▶ **GIVEN INFORMATION**
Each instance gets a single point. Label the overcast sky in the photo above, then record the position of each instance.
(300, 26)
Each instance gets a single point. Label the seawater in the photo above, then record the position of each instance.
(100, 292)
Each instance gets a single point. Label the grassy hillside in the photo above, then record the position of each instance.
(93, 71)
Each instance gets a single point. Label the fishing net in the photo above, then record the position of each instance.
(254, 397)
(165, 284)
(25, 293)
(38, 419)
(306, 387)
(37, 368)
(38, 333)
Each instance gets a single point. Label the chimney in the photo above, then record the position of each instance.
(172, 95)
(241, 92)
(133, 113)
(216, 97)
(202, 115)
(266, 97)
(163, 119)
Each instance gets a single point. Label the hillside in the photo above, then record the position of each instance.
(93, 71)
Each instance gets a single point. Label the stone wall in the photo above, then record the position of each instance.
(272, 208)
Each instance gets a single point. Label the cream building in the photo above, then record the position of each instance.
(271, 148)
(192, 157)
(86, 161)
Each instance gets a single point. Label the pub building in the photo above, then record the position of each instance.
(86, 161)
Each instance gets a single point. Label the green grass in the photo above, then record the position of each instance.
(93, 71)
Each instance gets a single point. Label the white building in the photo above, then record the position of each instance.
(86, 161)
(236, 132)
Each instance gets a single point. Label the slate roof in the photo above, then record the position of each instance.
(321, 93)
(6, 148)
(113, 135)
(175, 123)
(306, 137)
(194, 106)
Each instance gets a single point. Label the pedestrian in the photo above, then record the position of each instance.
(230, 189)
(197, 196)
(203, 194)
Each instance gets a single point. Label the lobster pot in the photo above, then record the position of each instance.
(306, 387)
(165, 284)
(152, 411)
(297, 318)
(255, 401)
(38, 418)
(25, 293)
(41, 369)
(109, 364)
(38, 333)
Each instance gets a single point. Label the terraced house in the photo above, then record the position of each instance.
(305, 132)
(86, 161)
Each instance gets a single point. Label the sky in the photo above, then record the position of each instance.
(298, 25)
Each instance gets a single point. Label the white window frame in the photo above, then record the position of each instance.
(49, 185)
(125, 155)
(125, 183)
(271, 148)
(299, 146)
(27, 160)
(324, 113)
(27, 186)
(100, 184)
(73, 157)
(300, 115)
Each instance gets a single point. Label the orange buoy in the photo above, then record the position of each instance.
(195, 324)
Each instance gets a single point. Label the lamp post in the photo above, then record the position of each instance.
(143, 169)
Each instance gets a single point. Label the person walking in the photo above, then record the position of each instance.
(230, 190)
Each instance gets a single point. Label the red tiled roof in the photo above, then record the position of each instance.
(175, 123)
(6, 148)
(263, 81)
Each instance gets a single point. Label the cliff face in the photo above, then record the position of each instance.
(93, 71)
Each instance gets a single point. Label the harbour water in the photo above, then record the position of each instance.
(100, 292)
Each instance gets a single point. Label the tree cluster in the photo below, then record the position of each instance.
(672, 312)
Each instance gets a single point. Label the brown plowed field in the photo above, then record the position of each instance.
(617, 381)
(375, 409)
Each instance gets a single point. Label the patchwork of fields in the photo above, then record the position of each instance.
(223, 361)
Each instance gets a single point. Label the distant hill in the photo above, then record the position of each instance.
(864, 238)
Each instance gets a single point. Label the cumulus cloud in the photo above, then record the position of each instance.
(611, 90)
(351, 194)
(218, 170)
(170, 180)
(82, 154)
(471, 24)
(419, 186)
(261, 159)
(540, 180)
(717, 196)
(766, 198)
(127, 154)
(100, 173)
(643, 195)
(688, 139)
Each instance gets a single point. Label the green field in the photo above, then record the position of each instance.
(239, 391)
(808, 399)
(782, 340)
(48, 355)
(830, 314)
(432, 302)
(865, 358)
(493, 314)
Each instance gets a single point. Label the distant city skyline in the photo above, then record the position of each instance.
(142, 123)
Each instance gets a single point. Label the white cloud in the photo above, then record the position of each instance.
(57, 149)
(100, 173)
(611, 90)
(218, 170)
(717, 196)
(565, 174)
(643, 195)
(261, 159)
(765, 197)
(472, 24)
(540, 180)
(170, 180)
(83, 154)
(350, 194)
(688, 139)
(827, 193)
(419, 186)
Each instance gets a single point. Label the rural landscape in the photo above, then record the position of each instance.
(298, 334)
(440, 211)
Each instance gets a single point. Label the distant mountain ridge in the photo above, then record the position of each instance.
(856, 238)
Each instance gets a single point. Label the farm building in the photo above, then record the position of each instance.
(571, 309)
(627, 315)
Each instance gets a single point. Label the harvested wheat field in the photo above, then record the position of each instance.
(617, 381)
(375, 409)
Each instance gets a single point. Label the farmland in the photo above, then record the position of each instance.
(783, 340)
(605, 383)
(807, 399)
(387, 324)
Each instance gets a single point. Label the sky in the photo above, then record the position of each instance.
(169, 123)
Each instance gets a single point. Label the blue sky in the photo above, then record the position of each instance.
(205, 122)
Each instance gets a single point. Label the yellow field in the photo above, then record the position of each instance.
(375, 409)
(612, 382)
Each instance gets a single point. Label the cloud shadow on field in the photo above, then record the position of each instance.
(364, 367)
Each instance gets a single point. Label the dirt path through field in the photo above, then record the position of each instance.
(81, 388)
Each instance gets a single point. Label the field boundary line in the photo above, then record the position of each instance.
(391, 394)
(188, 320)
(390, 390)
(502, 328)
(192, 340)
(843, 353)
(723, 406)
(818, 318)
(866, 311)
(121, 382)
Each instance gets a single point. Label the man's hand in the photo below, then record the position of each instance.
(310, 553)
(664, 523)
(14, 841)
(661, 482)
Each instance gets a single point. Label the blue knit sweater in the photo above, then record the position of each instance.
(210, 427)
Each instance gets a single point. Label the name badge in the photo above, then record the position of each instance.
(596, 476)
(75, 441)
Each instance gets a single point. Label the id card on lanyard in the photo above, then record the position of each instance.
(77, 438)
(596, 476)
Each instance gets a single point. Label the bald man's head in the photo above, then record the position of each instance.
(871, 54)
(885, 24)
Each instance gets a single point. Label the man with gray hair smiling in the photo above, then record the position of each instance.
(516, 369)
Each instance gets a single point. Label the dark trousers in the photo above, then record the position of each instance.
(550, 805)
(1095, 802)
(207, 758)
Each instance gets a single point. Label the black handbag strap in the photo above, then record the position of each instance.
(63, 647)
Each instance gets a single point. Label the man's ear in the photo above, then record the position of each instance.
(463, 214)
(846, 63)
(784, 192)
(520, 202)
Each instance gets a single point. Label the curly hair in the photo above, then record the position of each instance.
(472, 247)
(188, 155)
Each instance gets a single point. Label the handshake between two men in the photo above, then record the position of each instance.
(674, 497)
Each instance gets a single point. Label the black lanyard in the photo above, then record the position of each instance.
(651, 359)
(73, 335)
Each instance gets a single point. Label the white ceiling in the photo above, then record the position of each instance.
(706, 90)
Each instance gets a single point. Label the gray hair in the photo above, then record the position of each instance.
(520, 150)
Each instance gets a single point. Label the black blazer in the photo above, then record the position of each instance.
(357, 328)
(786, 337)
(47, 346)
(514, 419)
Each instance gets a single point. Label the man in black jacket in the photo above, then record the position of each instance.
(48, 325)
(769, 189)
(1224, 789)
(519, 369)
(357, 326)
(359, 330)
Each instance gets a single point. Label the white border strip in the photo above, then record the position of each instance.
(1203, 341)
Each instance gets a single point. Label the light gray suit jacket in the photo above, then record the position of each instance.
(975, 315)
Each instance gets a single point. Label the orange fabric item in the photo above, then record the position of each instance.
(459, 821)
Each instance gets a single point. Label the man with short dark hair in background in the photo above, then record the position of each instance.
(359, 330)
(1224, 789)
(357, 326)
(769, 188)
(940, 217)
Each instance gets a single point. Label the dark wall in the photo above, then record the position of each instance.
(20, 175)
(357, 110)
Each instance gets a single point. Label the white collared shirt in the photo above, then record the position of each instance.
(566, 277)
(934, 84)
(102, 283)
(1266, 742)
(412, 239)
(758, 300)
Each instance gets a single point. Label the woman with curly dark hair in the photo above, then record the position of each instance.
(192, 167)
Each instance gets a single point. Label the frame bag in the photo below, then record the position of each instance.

▶ **TASK GOAL**
Starting at the line that contains "Each instance gets a single point. Label the woman" and continuing through the last line above, output those lines as a JSON list of strings, one per line, with any blank lines omitted.

▶ **ANSWER FOR THIS EXERCISE**
[
  "Each instance gets a single point. Label the woman with curly dark hair in the photo above, then record the position of each instance.",
  "(192, 167)",
  "Each instance gets a single point. Label the frame bag in the photo below, then record the position of each instance."
]